**Task prompt**: Reproduce the items word for word from their start up to and including the line with "positive clicks: (378, 433)", leaving out the pictures.
#####
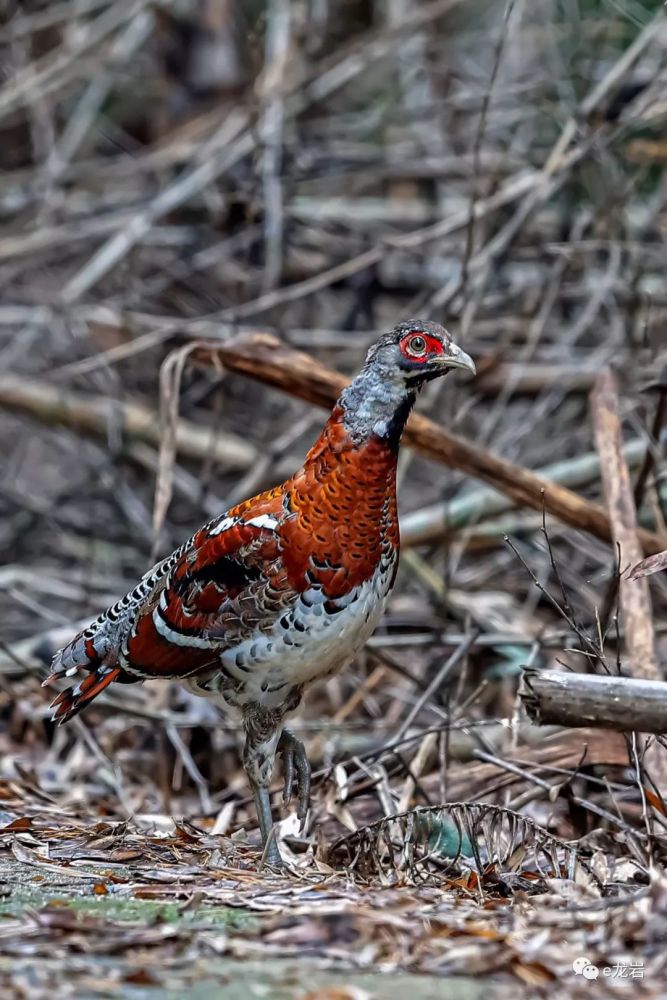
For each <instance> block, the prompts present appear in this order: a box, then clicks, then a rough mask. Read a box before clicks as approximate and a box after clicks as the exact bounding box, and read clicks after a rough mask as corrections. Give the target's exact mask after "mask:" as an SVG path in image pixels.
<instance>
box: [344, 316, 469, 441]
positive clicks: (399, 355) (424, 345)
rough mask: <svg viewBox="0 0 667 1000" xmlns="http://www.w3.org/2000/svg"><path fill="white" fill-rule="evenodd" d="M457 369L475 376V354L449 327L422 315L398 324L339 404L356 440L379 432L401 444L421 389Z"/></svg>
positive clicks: (378, 433) (350, 387) (391, 331)
mask: <svg viewBox="0 0 667 1000" xmlns="http://www.w3.org/2000/svg"><path fill="white" fill-rule="evenodd" d="M453 368H464V369H466V370H467V371H469V372H471V373H472V374H473V375H474V374H475V365H474V362H473V360H472V358H470V357H468V355H467V354H466V353H465V351H462V350H461V348H460V347H457V346H456V344H455V343H454V341H453V340H452V338H451V337H450V335H449V334H448V333H447V331H446V330H445V328H444V327H442V326H440V325H439V324H438V323H431V322H429V321H428V320H420V319H410V320H406V322H405V323H399V324H398V326H395V327H394V329H393V330H391V331H390V332H389V333H385V334H384V336H382V337H380V339H379V340H377V341H376V342H375V344H373V346H372V347H371V349H370V351H369V352H368V354H367V356H366V364H365V365H364V367H363V369H362V370H361V372H360V373H359V375H357V377H356V378H355V379H354V381H353V382H352V383H351V384H350V385H349V386H348V387H347V388H346V389H344V390H343V393H342V395H341V399H340V402H341V405H342V408H343V412H344V422H345V426H346V427H347V429H348V431H349V433H350V435H351V436H352V439H353V440H354V441H363V440H365V439H367V438H368V437H369V436H375V437H379V438H383V439H385V440H387V441H388V442H389V443H391V444H392V445H396V446H398V441H399V438H400V436H401V432H402V430H403V427H404V425H405V421H406V420H407V418H408V414H409V413H410V410H411V408H412V405H413V403H414V401H415V397H416V394H417V391H418V390H419V389H421V387H422V386H423V385H424V383H425V382H430V381H431V380H432V379H434V378H438V377H439V376H440V375H446V373H447V372H448V371H451V370H452V369H453Z"/></svg>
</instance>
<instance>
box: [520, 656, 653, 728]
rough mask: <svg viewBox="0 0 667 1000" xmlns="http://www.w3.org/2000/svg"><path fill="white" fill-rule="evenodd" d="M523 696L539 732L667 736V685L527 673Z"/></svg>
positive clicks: (615, 678)
mask: <svg viewBox="0 0 667 1000" xmlns="http://www.w3.org/2000/svg"><path fill="white" fill-rule="evenodd" d="M519 694H520V696H521V700H522V701H523V704H524V707H525V709H526V712H527V713H528V716H529V718H530V719H531V720H532V721H533V722H534V723H535V724H536V725H538V726H547V725H558V726H568V727H571V728H572V727H573V728H580V727H584V726H595V727H596V728H598V729H613V730H615V731H616V732H621V733H630V732H644V733H659V734H662V733H667V684H666V683H665V682H664V681H647V680H644V679H643V678H636V677H614V676H607V675H604V676H600V675H597V674H571V673H568V672H567V671H565V670H538V669H536V668H535V667H525V668H524V671H523V683H522V686H521V690H520V692H519Z"/></svg>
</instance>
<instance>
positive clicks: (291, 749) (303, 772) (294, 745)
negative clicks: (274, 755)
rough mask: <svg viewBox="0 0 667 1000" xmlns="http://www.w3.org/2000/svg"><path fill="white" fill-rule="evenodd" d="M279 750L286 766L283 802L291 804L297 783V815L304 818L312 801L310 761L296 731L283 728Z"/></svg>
mask: <svg viewBox="0 0 667 1000" xmlns="http://www.w3.org/2000/svg"><path fill="white" fill-rule="evenodd" d="M278 752H279V753H280V754H282V758H283V765H284V768H285V783H284V785H283V802H284V803H285V804H286V805H289V803H290V801H291V799H292V792H293V791H294V784H295V778H296V785H297V788H298V808H297V816H298V817H299V819H300V820H302V821H303V820H304V819H305V818H306V815H307V813H308V805H309V803H310V763H309V762H308V757H307V756H306V750H305V747H304V745H303V743H302V742H301V740H298V739H297V738H296V736H295V735H294V733H292V732H291V731H290V730H289V729H283V731H282V735H281V737H280V743H279V744H278Z"/></svg>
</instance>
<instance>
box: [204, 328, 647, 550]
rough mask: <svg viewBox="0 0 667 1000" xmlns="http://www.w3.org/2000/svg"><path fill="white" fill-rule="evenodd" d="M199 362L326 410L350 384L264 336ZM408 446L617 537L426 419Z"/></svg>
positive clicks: (413, 430) (214, 348)
mask: <svg viewBox="0 0 667 1000" xmlns="http://www.w3.org/2000/svg"><path fill="white" fill-rule="evenodd" d="M196 357H197V358H199V359H200V360H201V361H203V362H208V363H215V362H216V361H217V362H220V363H222V364H223V365H224V367H225V368H227V369H228V370H229V371H234V372H238V373H240V374H243V375H249V376H250V377H251V378H255V379H258V380H259V381H260V382H264V383H265V384H267V385H271V386H274V387H276V388H279V389H282V390H283V391H284V392H288V393H290V395H292V396H296V397H297V398H299V399H304V400H306V401H307V402H310V403H317V404H318V405H319V406H323V407H330V406H331V405H332V404H333V403H334V401H335V400H336V398H337V397H338V394H339V393H340V391H341V389H342V388H343V386H344V385H345V384H346V382H347V379H346V378H345V377H344V376H343V375H341V374H340V373H339V372H335V371H332V370H331V369H330V368H327V367H325V366H324V365H322V364H319V363H318V362H316V361H315V360H314V359H313V358H312V357H310V356H309V355H307V354H303V353H301V352H299V351H294V350H291V349H290V348H288V347H286V346H285V345H284V344H283V343H281V342H280V341H279V340H277V339H276V338H275V337H270V336H267V335H265V334H255V335H252V334H249V335H243V336H240V337H236V338H233V339H231V340H228V341H226V342H225V343H223V344H219V343H217V344H206V345H202V348H201V349H200V351H199V352H198V353H197V355H196ZM406 441H407V443H408V444H411V445H413V446H414V447H415V448H417V449H418V450H419V451H421V452H422V453H423V454H425V455H428V456H429V457H430V458H433V459H435V460H436V461H438V462H442V463H443V464H444V465H447V466H448V467H449V468H451V469H458V470H459V471H461V472H465V473H467V474H468V475H471V476H475V477H477V478H478V479H483V480H485V481H486V482H487V483H489V484H490V485H491V486H493V487H495V489H497V490H500V492H501V493H504V494H505V495H506V496H508V497H510V499H511V500H512V502H513V503H514V504H517V505H518V506H526V507H531V508H532V509H533V510H539V511H541V510H542V509H544V510H546V511H547V512H548V513H550V514H553V515H554V516H555V517H558V518H559V519H560V520H561V521H564V522H565V523H566V524H569V525H571V526H572V527H573V528H577V529H579V530H581V531H587V532H589V533H590V534H592V535H595V536H596V537H597V538H600V539H602V540H603V541H609V540H610V539H611V537H612V535H611V528H610V524H609V518H608V516H607V514H606V512H605V511H604V510H603V508H602V507H601V506H599V505H598V504H596V503H593V502H591V501H590V500H586V499H585V498H584V497H580V496H578V494H576V493H573V492H572V491H571V490H568V489H566V488H564V487H562V486H559V485H558V484H556V483H554V482H551V481H550V480H548V479H543V478H542V477H540V476H537V475H536V474H535V473H534V472H530V471H529V470H528V469H524V468H522V467H521V466H518V465H514V464H513V463H512V462H508V461H506V460H505V459H503V458H499V457H498V456H496V455H492V454H491V453H490V452H488V451H486V450H485V449H483V448H480V447H478V446H476V445H474V444H471V443H470V442H469V441H466V440H465V439H463V438H460V437H458V436H457V435H454V434H451V433H450V432H448V431H445V430H443V428H441V427H438V425H437V424H436V423H434V422H433V421H432V420H429V419H428V418H427V417H423V416H420V415H419V414H414V415H413V416H412V417H411V418H410V420H409V422H408V426H407V431H406ZM638 536H639V538H640V540H641V544H642V546H643V548H644V551H645V552H646V553H647V554H653V553H654V552H659V551H660V550H661V549H662V548H665V546H666V545H667V540H665V539H662V538H660V537H659V536H658V535H654V534H653V533H652V532H649V531H644V530H642V529H639V532H638Z"/></svg>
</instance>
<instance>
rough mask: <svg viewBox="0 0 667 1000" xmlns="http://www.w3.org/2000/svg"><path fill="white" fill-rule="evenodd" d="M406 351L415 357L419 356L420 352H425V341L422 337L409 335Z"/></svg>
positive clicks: (421, 353) (421, 354)
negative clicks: (411, 354)
mask: <svg viewBox="0 0 667 1000" xmlns="http://www.w3.org/2000/svg"><path fill="white" fill-rule="evenodd" d="M408 351H409V352H410V354H412V355H413V356H414V357H416V358H419V357H421V355H422V354H426V341H425V340H424V338H423V337H420V336H416V337H410V339H409V341H408Z"/></svg>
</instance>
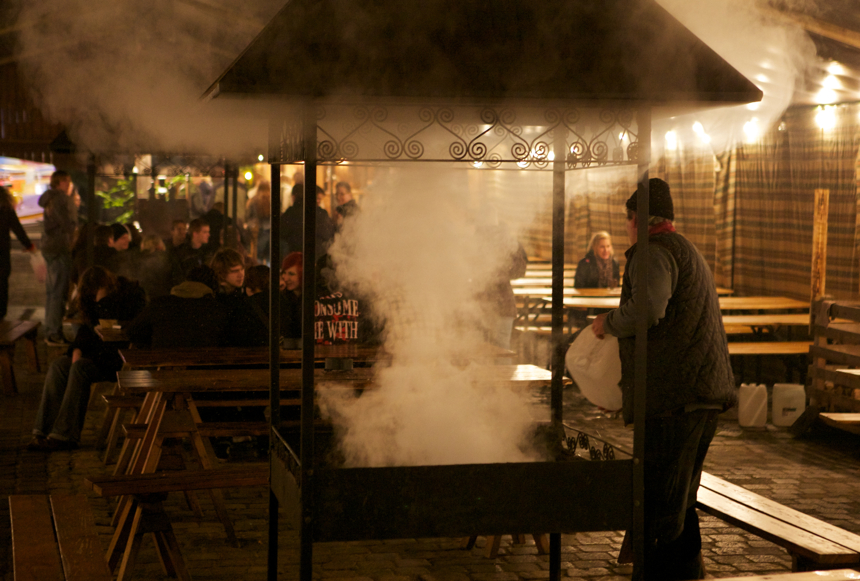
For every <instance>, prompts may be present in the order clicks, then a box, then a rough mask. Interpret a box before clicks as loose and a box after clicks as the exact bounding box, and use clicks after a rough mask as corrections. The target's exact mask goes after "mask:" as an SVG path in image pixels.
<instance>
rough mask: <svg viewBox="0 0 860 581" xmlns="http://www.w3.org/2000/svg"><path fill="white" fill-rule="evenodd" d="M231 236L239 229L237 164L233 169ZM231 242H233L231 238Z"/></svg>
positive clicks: (238, 196) (238, 169)
mask: <svg viewBox="0 0 860 581" xmlns="http://www.w3.org/2000/svg"><path fill="white" fill-rule="evenodd" d="M233 228H234V230H233V234H232V235H233V236H235V235H236V233H237V232H238V231H239V230H238V228H239V166H236V167H235V168H234V169H233ZM230 243H231V244H235V242H234V241H233V240H231V241H230Z"/></svg>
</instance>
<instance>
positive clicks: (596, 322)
mask: <svg viewBox="0 0 860 581" xmlns="http://www.w3.org/2000/svg"><path fill="white" fill-rule="evenodd" d="M605 318H606V313H603V314H602V315H597V316H596V317H594V321H592V323H591V330H592V331H593V332H594V336H595V337H597V338H598V339H603V337H604V335H605V332H604V331H603V320H604V319H605Z"/></svg>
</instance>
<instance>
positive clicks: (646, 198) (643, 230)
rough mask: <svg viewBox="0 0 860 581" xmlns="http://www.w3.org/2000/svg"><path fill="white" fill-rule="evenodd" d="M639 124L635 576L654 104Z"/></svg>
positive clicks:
#####
**Result for this task**:
For each <instance> block, the prompts present appear in this order: a box, then clicks, then a rough mask. Read a box before clicks as approximate and a box after clicks as the exact bounding box, and read clicks after a rough mask as corrections. Give the target's exact mask after "mask:" as an SVG path in image pixels.
<instance>
box: [344, 316, 469, 441]
positive clicks: (399, 355) (424, 345)
rough mask: <svg viewBox="0 0 667 1000" xmlns="http://www.w3.org/2000/svg"><path fill="white" fill-rule="evenodd" d="M457 369L475 376V354L449 327L422 315L398 324L339 404L356 440L379 432L401 444L421 389Z"/></svg>
positive clicks: (378, 433) (350, 387) (391, 331)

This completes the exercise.